What the exercise asks: Copy the records below verbatim, reproducing every line without any change.

Listed records:
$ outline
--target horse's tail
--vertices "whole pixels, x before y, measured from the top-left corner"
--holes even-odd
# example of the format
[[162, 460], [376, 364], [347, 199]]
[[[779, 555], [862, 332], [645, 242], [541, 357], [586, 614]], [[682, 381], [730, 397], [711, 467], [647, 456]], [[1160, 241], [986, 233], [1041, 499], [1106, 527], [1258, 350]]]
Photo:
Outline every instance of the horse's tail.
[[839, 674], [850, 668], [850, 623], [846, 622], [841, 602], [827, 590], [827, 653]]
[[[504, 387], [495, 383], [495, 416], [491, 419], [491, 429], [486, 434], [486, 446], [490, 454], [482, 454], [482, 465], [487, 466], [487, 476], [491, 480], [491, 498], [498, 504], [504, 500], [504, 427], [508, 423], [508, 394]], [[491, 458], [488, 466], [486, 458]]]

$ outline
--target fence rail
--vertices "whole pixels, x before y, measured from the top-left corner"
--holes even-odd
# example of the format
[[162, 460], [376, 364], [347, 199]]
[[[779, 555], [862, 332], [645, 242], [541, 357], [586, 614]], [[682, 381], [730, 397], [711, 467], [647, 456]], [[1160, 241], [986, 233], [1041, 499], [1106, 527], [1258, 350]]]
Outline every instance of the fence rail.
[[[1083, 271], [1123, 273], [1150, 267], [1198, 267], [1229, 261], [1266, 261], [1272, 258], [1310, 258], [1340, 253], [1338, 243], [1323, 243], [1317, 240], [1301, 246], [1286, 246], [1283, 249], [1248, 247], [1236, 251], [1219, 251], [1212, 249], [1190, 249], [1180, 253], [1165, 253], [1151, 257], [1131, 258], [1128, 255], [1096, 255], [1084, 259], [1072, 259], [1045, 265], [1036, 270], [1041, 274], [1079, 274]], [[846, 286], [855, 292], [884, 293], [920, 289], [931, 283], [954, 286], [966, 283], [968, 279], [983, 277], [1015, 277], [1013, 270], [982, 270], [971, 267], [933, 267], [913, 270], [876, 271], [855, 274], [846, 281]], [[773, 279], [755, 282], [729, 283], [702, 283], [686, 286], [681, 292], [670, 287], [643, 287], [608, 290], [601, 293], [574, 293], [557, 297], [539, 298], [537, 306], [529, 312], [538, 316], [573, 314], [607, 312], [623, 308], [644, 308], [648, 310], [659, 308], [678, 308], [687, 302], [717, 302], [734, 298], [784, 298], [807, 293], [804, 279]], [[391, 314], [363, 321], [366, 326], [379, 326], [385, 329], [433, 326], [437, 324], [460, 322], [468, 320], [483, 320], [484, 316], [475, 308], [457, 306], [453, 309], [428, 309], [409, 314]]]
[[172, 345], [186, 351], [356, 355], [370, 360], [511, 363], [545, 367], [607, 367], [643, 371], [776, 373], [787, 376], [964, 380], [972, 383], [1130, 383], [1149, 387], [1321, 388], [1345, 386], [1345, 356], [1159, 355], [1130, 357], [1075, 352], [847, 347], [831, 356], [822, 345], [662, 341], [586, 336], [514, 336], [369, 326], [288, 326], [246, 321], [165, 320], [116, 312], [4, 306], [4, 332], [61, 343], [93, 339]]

Answer below:
$ outline
--target horse's tail
--vertices "whole pixels, x before y, measured from the top-left corner"
--holes even-odd
# example of the format
[[162, 460], [376, 364], [347, 199]]
[[[779, 555], [862, 332], [645, 242], [541, 357], [586, 614]], [[682, 381], [730, 397], [711, 467], [647, 456]], [[1160, 241], [986, 233], [1041, 499], [1106, 527], [1258, 350]]]
Photo:
Outline every instance of the horse's tail.
[[839, 674], [850, 668], [850, 623], [846, 622], [841, 602], [827, 590], [827, 653]]
[[[504, 387], [495, 383], [495, 416], [491, 419], [491, 429], [486, 434], [486, 446], [490, 454], [482, 454], [482, 465], [487, 466], [487, 476], [491, 480], [491, 498], [498, 504], [504, 500], [504, 427], [508, 423], [508, 394]], [[491, 458], [488, 466], [486, 458]]]

$ outline
--target fence rail
--vertices "whole pixels, x before y, measured from the top-left corner"
--holes even-odd
# example of the format
[[162, 460], [376, 364], [347, 199]]
[[[779, 555], [862, 332], [645, 242], [541, 357], [586, 614]], [[682, 381], [730, 397], [711, 467], [647, 456]], [[1160, 241], [986, 233], [1041, 499], [1106, 527], [1258, 350]]]
Outline every instance of the fence rail.
[[[1083, 271], [1123, 273], [1150, 267], [1198, 267], [1229, 261], [1266, 261], [1272, 258], [1310, 258], [1340, 253], [1338, 243], [1323, 243], [1317, 240], [1301, 246], [1286, 246], [1283, 249], [1248, 247], [1236, 251], [1219, 251], [1212, 249], [1190, 249], [1180, 253], [1165, 253], [1151, 257], [1131, 258], [1128, 255], [1096, 255], [1084, 259], [1072, 259], [1045, 265], [1036, 270], [1041, 274], [1079, 274]], [[846, 286], [855, 292], [884, 293], [920, 289], [931, 283], [954, 286], [966, 283], [968, 279], [983, 277], [1015, 277], [1013, 270], [982, 270], [971, 267], [933, 267], [913, 270], [876, 271], [855, 274], [846, 281]], [[773, 279], [755, 282], [729, 283], [702, 283], [686, 286], [681, 292], [670, 287], [643, 287], [608, 290], [601, 293], [574, 293], [557, 297], [539, 298], [537, 306], [529, 312], [538, 316], [573, 314], [607, 312], [623, 308], [644, 308], [648, 310], [659, 308], [678, 308], [687, 302], [717, 302], [734, 298], [784, 298], [807, 293], [804, 279]], [[391, 314], [363, 321], [366, 326], [379, 326], [385, 329], [433, 326], [437, 324], [460, 322], [468, 320], [483, 320], [484, 316], [475, 308], [457, 306], [453, 309], [428, 309], [409, 314]]]
[[172, 345], [186, 351], [356, 355], [370, 360], [511, 363], [545, 367], [607, 367], [643, 371], [776, 373], [787, 376], [964, 380], [972, 383], [1130, 383], [1149, 387], [1321, 388], [1345, 386], [1345, 356], [1159, 355], [1130, 357], [1075, 352], [847, 347], [831, 356], [822, 345], [662, 341], [586, 336], [514, 336], [369, 326], [288, 326], [246, 321], [165, 320], [116, 312], [4, 306], [4, 332], [61, 343], [93, 339]]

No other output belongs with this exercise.